Answer these questions using the article below on the Council and Our Lady.
1. In what year did Pope John read the third secret of Fatima?
2. What did Pope John say about the third secret?
3. What did Pope Paul VI announce he would send to Fatima at the end of the third Session?

[start of Extract provided]

Rorate Caeli

‘The Council and the Eclipse of God’ - PART IX. On this Feast of Our Lady of Fatima, Don Pietro Leone describes how the ‘minimalists’ sought to ‘minimize’ Our Lady’s role in the Church as well as addressing the battle that arose to consecrate the world to Her Immaculate Heart.

 

Detail of a mosaic on the facade of the Cathedral in Siena, Italy



D.    Our Blessed Lady

 

Our Blessed Lady is, as we have noted above, at the same time the most glorious member of the Church, and Her model.

 

 i) ‘To Us it seems that we should resolutely dissent from those prophets of doom (profeti di sventura), who always announce the worst, as though the end of the world was coming. In the present state of human events, in which humanity appears to be entering into a new order of things, there are to be seen rather the mysterious plans of Divine Providence’ (Gaudet Mater Ecclesia, opening speech of the Council by Pope John XXIII).

 

The phrase ‘the prophets of doom’ in text (i) refers, as the Pope had explained a little before, to those who take a pessimistic view of contemporary society, amongst whom it is reasonable to understand those who upheld the message of Fatima. Pope John had read the third secret of Fatima in 1959. It contained three parts: in the first a vision of Hell into which many souls were seen to fall; in the second the end of the First World War was prophesied, as well as the outbreak of a Second World War and the diffusion of communism if the world did not convert. The remedy was also given, that is the devotion to the Immaculate Heart of Mary; the third part contained a vision of the death of the Pope, of the hierarchy, clergy, and faithful [1].

 

The Pope commented: ‘It does not concern the years of my pontificate’ [2]. Professor de Mattei gives as the Pope’s motive for not publishing the third secret: ‘the strident contrast between ‘the prophets of doom’ of the message of Fatima, and the optimistic, prophetic stance of the new Pontiff who inaugurated the Second Vatican Council.’

 

When, during the Council, 510 heads of dioceses, archdioceses, and patriarchates from 76 countries were to beg Pope Paul VI to consecrate the whole world to the Immaculate Heart of Mary in conformity with the secrets of Fatima, the liberals (in the persons of Cardinal Bea and the French and German Bishops) prevailed upon him not to do so [3]. Notwithstanding this failure, the Pope announced at the end of the third Session that he would send a golden rose to Fatima ‘to entrust to the care of this Heavenly Mother the entire human family…’

 

 ii) ‘… the Blessed Virgin advanced in her pilgrimage of faith…’ (LG 58)

 

Text (ii) suggests that Our Lady grew in Faith on witnessing the miracles of her Divine Son and His words on the Kingdom of Heaven, whereas of course such supernatural actions and words were only an external confirmation of the Faith that she already possessed in her Son’s Divinity.

[end of Extract provided]
[start of Data extract]

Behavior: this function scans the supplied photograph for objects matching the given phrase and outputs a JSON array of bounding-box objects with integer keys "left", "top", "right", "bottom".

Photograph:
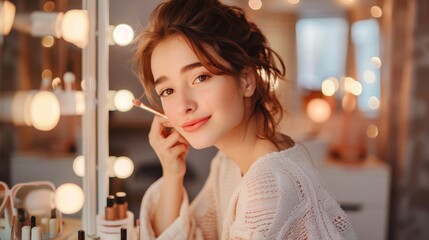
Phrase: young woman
[{"left": 136, "top": 0, "right": 356, "bottom": 240}]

[end of Data extract]

• Task result:
1. 1959
2. "It does not concern the years of my pontificate."
3. A golden rose